··· ИСТОЧНИК

Проснувшиеся ребята окружили, мы начали... С удивлением вижу — он быстро устал, тяжело дышит. В кулачной драке, как и в боксе, дыхание напряжено очень. С детства я был очень выносливым, драться умел, сейчас, думаю, я тебе накостыляю, но вскоре окружавшая нас братва победу признала за мной, молчаливо с этим согласился и мой противник. С тех пор Мишка ко мне не придирался, своим корешам — покровителям жаловаться не стал, стал дружелюбным ко мне, чуть ли не лучший друг. Человеком он был добрым, отзывчивым.
После войны, слышал, он работал на Поречском консервном заводе, слыл хорошим и добросовестным специалистом, даже, кажется, был ударником коммунистического труда. Порадовался за него. Но все попытки узнать поточнее о его месте жительства не увенчались успехом.
В послевоенные годы мне довелось встретиться лишь с четырьмя од- нокашниками-детдомовцами: С. Ивенским, Р. Ковалевским, И.Скрип- киным и Т. Хмелевой ( Мироновой). Слышал еще о Викторе Медведеве 9 — работал и жил в последнее время в Волгограде, во время войны работал на военном заводе, отец большого семейства, трое сыновей. Слышал, где-то на Ярославщине служил Николай Хоромский, будучи военным. В Поречье, на другой стороне от Ростова, за озером Неро жил после войны Виктор Загорский. Больше ни о ком из ребят-однокашников ничего не слышал. О Павле Лебедеве был разговор выше. Итого шесть, я седьмой, из более ста воспитанников, побывавших в ростовском детдоме за шесть с половиной лет.
Большинство из остальных, надо полагать, полегли на полях сражении Великой Отечественной войны. Девчат уцелело, конечно, побольше. Слышал, что в Ярославле живут сестры Антонина и Лидия Петровы, сестры Ирина и Галина Михровские, где-то на Ярославщине работала и живет Мария Хоромская.

······
··· ИСХОДНЫЕ ДАННЫЕ

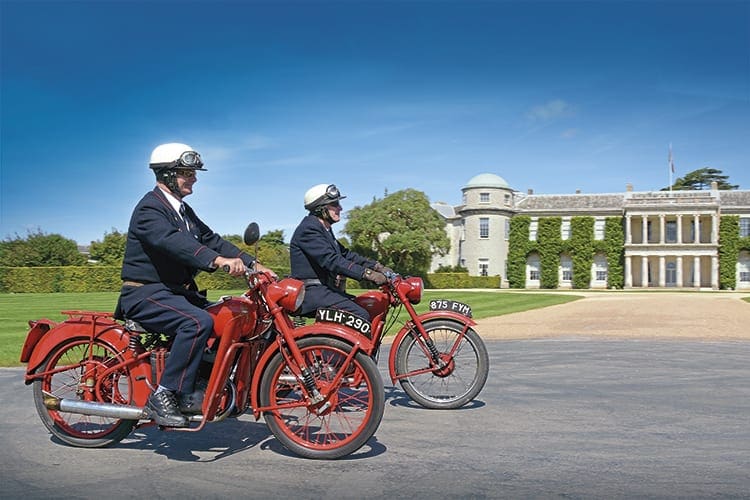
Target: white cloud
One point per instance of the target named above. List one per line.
(550, 111)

······

ЧТО СДЕЛАТЬ>
a: Ответьте по воспоминаниям о ростовском детдоме:
(i) На каком заводе после войны, по слухам, работал Мишка?
(ii) В каком городе в последнее время работал и жил Виктор Медведев?
(iii) В каком городе, как слышал автор, живут сестры Антонина и Лидия Петровы?
b: Продолжите воспоминания о ростовском детдоме, начиная сразу после последнего приведенного предложения.
Листинг к тексту не относится и дан отдельно.

ОТВЕТЫ>
a:
(i) На Поречском консервном заводе.
(ii) В Волгограде.
(iii) В Ярославле.

b:
Беда в том, что Ростовский довоенный детский дом во второй половине ноября 1941 года, когда над Москвой нависла смертельная угроза, был срочно эвакуирован в Костромскую область, в город Чухлому. Никто из нас, кто покинул его до этого момента, не знал его нового адреса. Наверное, большинство из нас не имели в тот момент и постоянного места жительства, и не могли связаться друг с другом. В этом основная причина того, что довоенные детдомовцы остались так разрозненны.
Напряженная послевоенная жизнь, наверное, у каждого детдомовца, по крайней мере моего возраста, не способствовала тому, чтобы заниматься поиском друг друга. Сужу по себе. Войну закончил в звании старшего сержанта, специальность — командир орудия танка Т-34. Ближайшая перспектива — служба в танковых войсках еще немало лет. (Некоторые мои одногодки, оставшиеся в строевых частях, в тот послевоенный переходный период прослужили
По военной линии, правда, перспектива есть, открыта дорога в танковые училища. Через год некоторых из нас, из сержантского состава, имевших боевой опыт и подходящее образование, назначили на бывшие еще совсем недавно офицерские должности командиров танков. В дальнейшем, после военного училища может быть бронетанковая Академия.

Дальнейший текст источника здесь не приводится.